**Work required**
Extract all of the items below verbatim, leaving out the pictures.

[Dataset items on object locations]

----

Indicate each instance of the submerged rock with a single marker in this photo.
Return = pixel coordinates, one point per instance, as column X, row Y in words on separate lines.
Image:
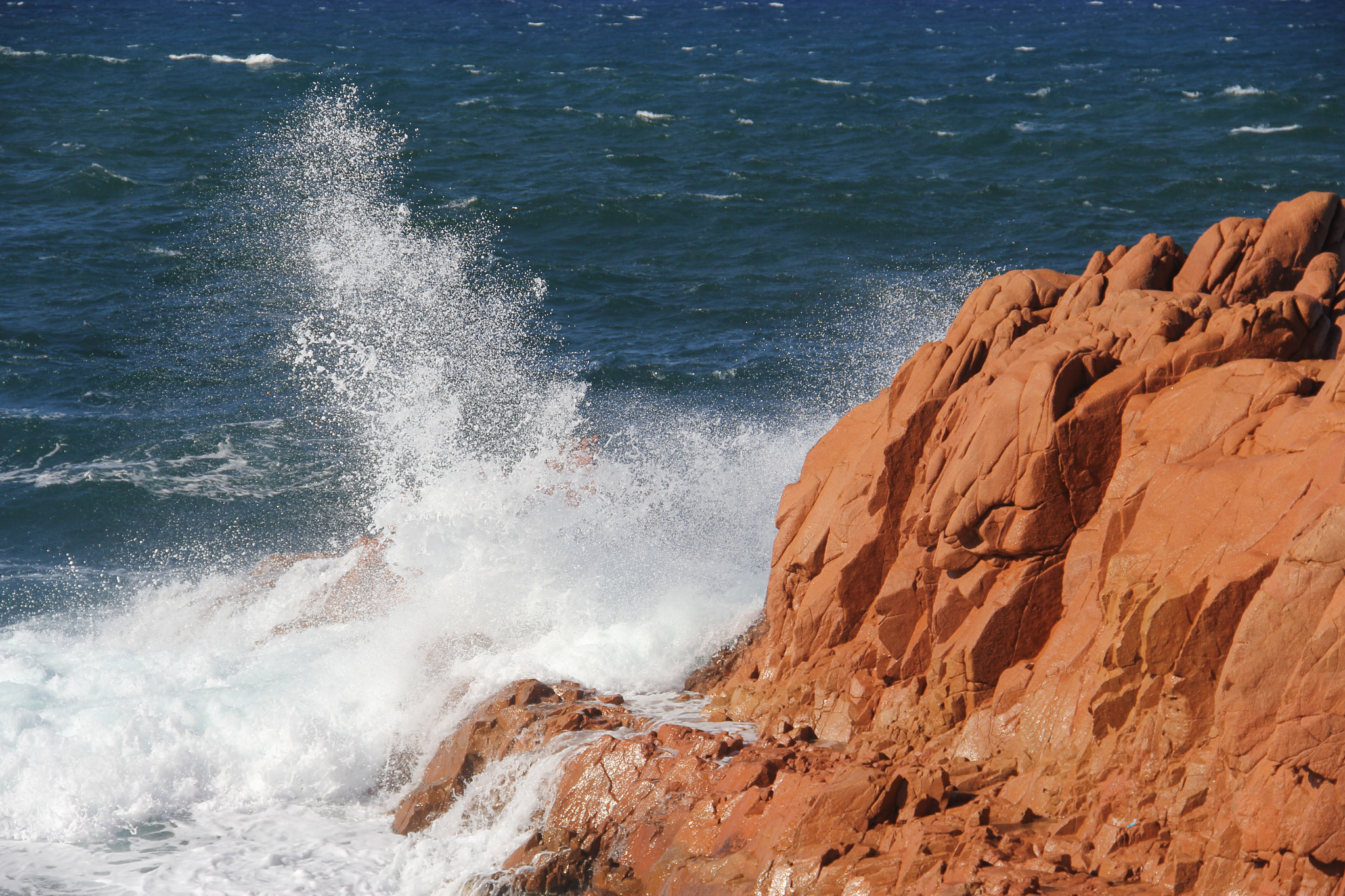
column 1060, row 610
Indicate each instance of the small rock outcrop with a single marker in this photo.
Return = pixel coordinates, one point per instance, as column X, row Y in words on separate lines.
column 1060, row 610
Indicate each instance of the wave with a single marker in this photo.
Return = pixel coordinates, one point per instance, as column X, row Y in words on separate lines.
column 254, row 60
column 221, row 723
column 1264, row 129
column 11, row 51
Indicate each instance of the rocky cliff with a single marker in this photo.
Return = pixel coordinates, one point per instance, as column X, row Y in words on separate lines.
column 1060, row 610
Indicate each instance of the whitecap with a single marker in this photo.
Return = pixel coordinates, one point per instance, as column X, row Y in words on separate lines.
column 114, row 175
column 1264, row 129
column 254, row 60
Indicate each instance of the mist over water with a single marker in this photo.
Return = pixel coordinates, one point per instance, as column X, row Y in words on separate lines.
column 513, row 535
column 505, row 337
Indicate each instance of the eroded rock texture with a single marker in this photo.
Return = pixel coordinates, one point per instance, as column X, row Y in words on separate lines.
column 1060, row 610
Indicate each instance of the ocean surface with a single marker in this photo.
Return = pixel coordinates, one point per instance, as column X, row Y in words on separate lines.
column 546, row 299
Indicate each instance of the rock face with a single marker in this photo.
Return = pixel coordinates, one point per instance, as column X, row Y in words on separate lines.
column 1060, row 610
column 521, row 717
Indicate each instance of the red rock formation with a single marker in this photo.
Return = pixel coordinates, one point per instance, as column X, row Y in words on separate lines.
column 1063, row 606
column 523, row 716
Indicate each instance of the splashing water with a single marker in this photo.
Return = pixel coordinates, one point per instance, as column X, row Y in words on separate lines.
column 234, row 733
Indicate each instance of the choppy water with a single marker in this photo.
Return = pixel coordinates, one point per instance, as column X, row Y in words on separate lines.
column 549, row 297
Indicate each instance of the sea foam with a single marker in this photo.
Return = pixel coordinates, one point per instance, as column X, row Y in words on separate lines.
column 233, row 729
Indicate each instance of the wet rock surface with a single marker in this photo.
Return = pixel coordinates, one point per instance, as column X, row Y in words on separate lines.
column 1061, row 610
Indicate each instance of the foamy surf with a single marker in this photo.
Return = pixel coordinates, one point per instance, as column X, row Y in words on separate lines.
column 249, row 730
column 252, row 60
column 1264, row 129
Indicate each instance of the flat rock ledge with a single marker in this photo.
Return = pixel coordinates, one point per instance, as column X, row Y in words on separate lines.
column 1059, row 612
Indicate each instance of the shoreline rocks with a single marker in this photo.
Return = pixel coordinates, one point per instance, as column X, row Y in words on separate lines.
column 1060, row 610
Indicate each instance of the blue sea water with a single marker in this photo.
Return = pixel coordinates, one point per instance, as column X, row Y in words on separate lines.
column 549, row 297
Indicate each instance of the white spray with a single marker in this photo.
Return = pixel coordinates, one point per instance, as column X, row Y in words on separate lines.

----

**Answer below**
Indicate each instance of the submerged rock with a single marker in this photo.
Return = pixel coordinates, one point per instance, as column X, row Y in words on separate lines.
Image:
column 1060, row 610
Indicate each instance of the small rock outcrop with a single marker in this photo.
Return = pixel coordinates, one point per instance, as column X, row Y in words on separate lines.
column 1060, row 610
Indicate each instance of the wave with a single marker in this photo.
Return = pixel coordinates, one point per instance, as column X, row Y in words on separate lines.
column 254, row 60
column 221, row 723
column 1264, row 129
column 11, row 51
Indicate each instance of the rocky cliff with a single marker in this photo.
Return = pixel coordinates, one point per instance, as column X, row Y in words on separate lines.
column 1060, row 610
Indicate each instance of the whitecap with a single marker in this photo.
Return = pixel coordinates, one point per instance, as column X, row Y in words on separate lines.
column 114, row 175
column 1264, row 129
column 254, row 60
Indicate each instance of the mist over water with a single marker in this photo.
Return = pixel coordinates, one point per instance, as column X, row Y in words on separate lines.
column 513, row 535
column 505, row 337
Indicate each instance of the eroded rock texture with a single marker in this photo.
Return = pixel coordinates, one point per instance, as column X, row Y in words on separate lines.
column 1060, row 610
Indicate each instance of the ocean surface with a single marker in this photo.
Return = pixel coordinates, one point per instance, as column X, row Y in words on separate lines.
column 546, row 299
Indicate each instance of the rock face with a single marker in this photo.
Return = pixel coordinates, one point per instance, as column X, row Y in words on separate lines.
column 1060, row 610
column 521, row 717
Indicate each instance of the red rock formation with a single marker in this photo.
Return = pixel coordinates, one point per instance, as column X, row Y in words on separate lines.
column 1063, row 606
column 523, row 716
Indicate each instance of the splashing water with a single marker in this photo.
Return = pixel coordinates, one point per instance, as column X, row Y in words on separate lines.
column 234, row 733
Indicate each instance of the choppy water with a single marker in this photo.
Return = pixel coordinates, one point per instance, as column X, row Y in words on separate lines.
column 549, row 297
Indicate each instance of the sea foam with a single marker in this photo.
Return = pixel coordinates, one point per instance, as column X, row Y in words on separate lines.
column 233, row 729
Indicate each instance of the wet rock surface with a single marker in this photo.
Return = pixel coordinates, one point per instance, as column X, row Y in words on separate lines.
column 1061, row 610
Indicate each instance of the foamy surf with a single marker in this photo.
Return = pixel coordinates, one point per instance, as column X, row Y in words on separate lines.
column 249, row 730
column 252, row 60
column 1264, row 129
Indicate each instance of the flat rock ledge with a single marker in this photo.
Return = pixel coordinates, one point per instance, as column X, row Y in words on separate lines.
column 1059, row 612
Indicate each instance of the shoreline rocks with a single marker in this photo.
Return = pixel coordinates, one point per instance, as column X, row Y in words on separate lines.
column 1060, row 610
Indicate each instance of the blue sea water with a single marker in this photo.
Return = pixel coordinates, one point per instance, as column X, row Y in words on separate lines.
column 549, row 297
Indicate each instance of the white spray with a single marker in this photo.
Return = pixel coordinates, one point per instance, as column X, row Y in words on separate lines.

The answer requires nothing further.